#### [REQUEST]
Please write out every line of the data from the line containing "Target: leafy tree canopy" through the line containing "(1033, 816)", both included, and shift each coordinate by adding 60 to both of its numbers. Leave the pictures out.

#### [STORED DATA]
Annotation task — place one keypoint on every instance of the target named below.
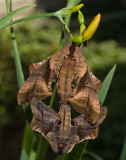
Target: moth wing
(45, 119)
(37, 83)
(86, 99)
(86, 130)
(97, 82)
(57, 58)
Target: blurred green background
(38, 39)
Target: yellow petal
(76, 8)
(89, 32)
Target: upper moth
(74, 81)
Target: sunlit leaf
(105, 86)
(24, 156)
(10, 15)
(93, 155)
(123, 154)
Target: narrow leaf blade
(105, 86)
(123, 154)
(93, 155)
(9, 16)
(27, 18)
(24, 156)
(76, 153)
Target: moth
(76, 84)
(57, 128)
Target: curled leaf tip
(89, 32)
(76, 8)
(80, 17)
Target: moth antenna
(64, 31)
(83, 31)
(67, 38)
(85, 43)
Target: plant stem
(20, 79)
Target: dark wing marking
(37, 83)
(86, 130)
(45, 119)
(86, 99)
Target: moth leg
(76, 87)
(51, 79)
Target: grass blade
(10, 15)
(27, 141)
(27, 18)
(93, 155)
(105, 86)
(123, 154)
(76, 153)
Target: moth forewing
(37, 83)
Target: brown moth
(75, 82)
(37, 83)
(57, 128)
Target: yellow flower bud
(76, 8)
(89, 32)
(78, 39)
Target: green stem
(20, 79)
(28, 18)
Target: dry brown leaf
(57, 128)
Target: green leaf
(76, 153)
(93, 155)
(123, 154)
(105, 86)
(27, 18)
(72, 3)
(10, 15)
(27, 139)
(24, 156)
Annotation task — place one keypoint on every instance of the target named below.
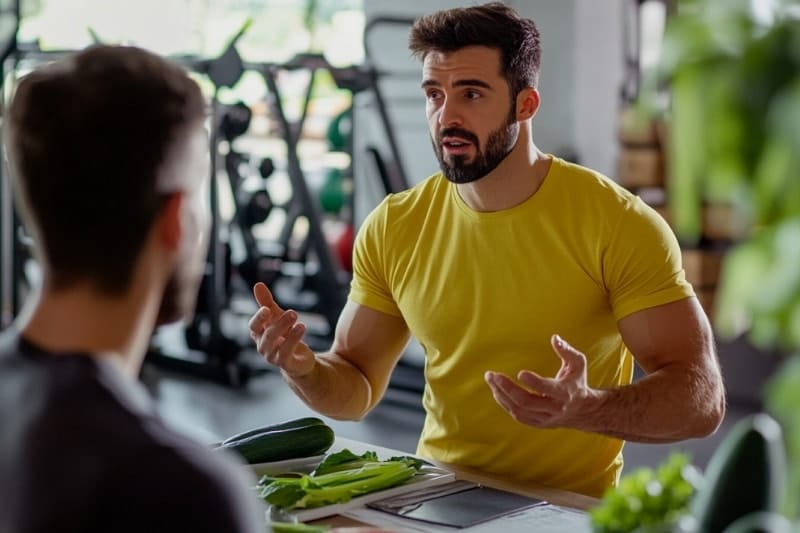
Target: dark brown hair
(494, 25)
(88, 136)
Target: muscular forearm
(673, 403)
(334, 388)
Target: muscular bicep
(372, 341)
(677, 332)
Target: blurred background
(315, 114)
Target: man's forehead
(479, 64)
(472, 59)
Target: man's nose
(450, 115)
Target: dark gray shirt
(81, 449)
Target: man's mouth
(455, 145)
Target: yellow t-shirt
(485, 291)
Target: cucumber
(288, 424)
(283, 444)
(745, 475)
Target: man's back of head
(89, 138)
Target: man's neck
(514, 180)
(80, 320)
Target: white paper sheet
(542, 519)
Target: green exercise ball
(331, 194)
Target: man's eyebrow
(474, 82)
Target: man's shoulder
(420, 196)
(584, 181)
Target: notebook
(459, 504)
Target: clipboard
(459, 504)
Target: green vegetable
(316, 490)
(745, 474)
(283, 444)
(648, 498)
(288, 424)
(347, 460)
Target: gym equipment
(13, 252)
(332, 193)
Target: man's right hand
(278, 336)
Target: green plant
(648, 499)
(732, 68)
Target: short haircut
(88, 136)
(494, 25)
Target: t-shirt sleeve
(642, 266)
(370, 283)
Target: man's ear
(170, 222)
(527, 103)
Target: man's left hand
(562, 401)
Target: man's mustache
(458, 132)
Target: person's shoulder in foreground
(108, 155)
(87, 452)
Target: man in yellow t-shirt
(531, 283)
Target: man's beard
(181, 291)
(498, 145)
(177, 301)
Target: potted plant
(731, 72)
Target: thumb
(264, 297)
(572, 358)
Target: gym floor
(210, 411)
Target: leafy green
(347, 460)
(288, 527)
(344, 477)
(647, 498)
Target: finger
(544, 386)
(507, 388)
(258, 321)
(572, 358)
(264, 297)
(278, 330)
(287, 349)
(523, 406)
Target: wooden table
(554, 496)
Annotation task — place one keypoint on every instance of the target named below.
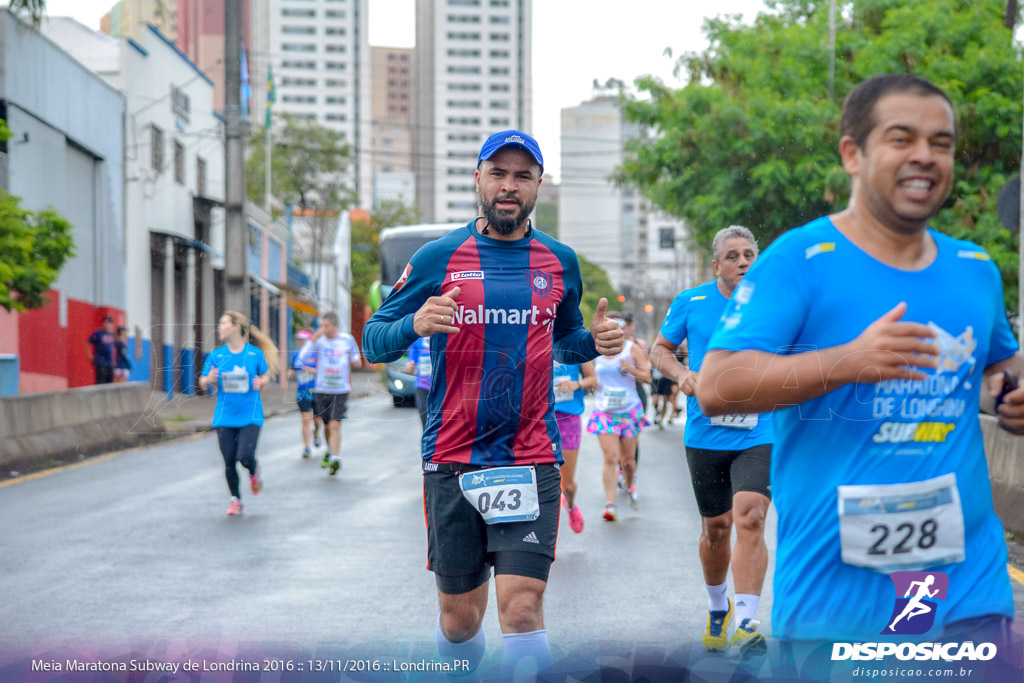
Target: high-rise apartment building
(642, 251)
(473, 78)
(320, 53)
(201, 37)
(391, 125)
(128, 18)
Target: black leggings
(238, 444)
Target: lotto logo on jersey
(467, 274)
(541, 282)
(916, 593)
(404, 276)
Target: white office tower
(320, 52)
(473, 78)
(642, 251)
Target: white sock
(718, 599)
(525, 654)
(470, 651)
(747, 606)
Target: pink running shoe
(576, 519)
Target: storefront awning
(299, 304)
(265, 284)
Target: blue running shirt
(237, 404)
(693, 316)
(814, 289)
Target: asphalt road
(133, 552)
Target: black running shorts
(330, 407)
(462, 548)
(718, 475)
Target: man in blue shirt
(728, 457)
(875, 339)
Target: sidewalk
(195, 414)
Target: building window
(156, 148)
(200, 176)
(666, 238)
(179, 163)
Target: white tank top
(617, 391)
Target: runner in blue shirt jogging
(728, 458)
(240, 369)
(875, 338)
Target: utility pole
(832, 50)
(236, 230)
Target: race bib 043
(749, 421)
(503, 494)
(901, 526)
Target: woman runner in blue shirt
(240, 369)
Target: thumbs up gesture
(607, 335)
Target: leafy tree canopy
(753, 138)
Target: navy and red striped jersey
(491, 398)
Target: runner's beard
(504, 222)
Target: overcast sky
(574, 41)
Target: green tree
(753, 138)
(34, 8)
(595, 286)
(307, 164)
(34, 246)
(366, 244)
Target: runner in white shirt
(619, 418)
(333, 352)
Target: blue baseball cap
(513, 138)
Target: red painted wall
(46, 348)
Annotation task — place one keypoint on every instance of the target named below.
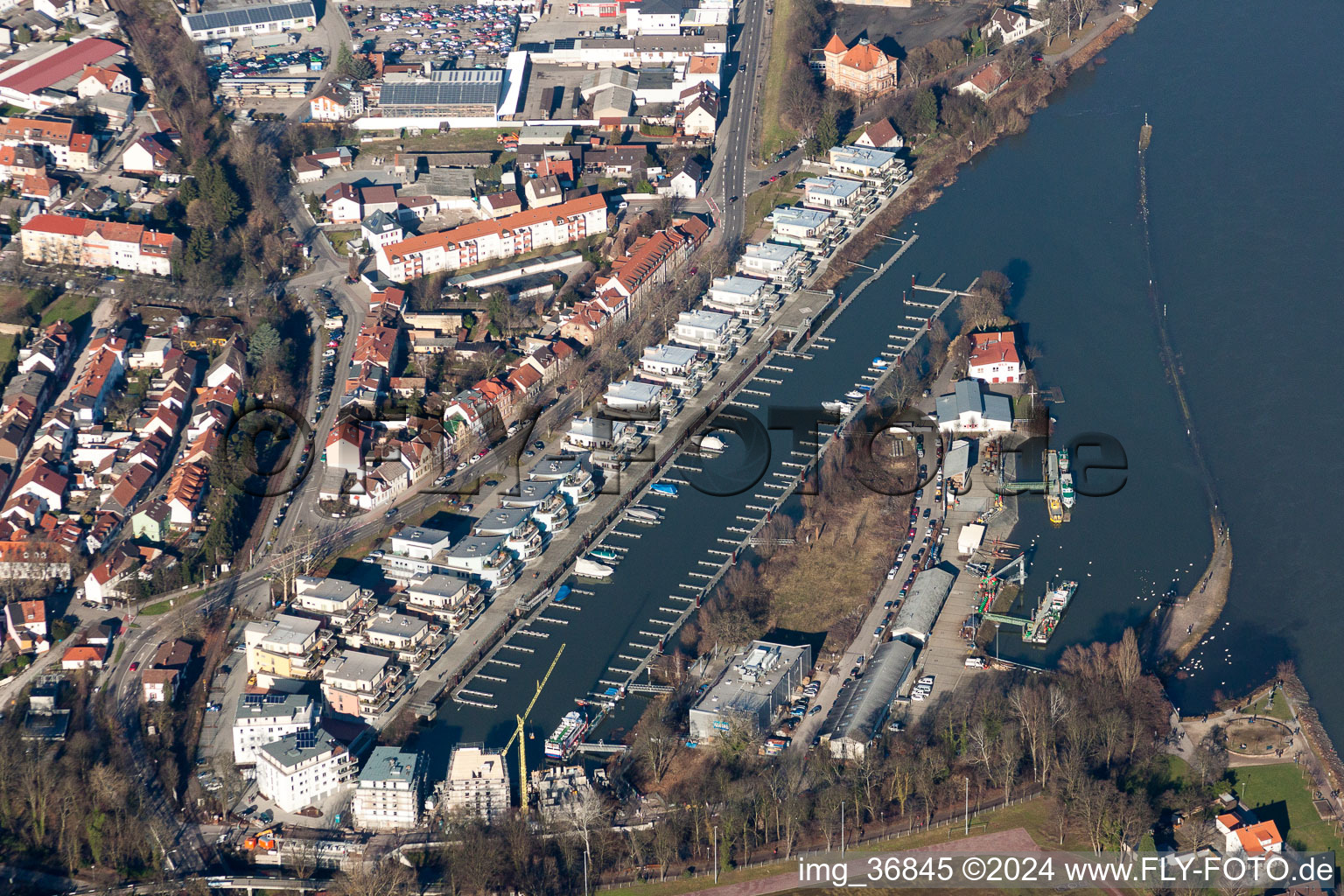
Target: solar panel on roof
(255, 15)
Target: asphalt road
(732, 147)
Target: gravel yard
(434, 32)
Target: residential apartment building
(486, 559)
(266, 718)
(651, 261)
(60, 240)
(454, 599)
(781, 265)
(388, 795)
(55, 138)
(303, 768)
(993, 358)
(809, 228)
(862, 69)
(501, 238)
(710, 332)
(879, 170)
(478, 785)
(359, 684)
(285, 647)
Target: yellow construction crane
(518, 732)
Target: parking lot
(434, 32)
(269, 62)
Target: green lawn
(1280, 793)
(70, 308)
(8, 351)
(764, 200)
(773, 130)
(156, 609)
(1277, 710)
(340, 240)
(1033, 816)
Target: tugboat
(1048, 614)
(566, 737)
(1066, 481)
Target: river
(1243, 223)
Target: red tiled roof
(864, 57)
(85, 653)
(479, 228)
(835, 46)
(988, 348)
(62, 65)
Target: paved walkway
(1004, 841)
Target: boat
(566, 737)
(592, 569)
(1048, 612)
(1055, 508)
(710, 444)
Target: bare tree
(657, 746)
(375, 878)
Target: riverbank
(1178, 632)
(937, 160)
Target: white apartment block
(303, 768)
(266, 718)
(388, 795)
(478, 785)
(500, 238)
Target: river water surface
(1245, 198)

#### [SOLUTION TO THIS EXERCISE]
Target: leafy tree canopy
(813, 198)
Target: navy and red striped jersey
(551, 458)
Target: runner's beard
(564, 282)
Target: overcast sky
(634, 101)
Target: green tree
(813, 198)
(94, 68)
(655, 346)
(367, 224)
(94, 306)
(426, 304)
Target: runner in white shirt
(679, 478)
(393, 412)
Target: blue baseball cap
(573, 198)
Target: red painted wall
(106, 408)
Annotation task — place one keypoint on every instance of the target named below.
Target: solar panel on roof
(315, 75)
Target: asphalt road
(792, 207)
Target: gravel yard
(494, 92)
Target: residential apartment building
(546, 619)
(326, 778)
(711, 321)
(120, 300)
(514, 659)
(841, 325)
(448, 855)
(115, 198)
(363, 828)
(1053, 418)
(869, 288)
(922, 129)
(561, 298)
(770, 392)
(939, 230)
(538, 845)
(419, 744)
(345, 707)
Target: yellow construction crane
(578, 792)
Target: parking lot
(494, 92)
(329, 122)
Target: green lawn
(1340, 853)
(130, 368)
(68, 411)
(824, 260)
(833, 190)
(216, 669)
(1337, 770)
(400, 300)
(1093, 876)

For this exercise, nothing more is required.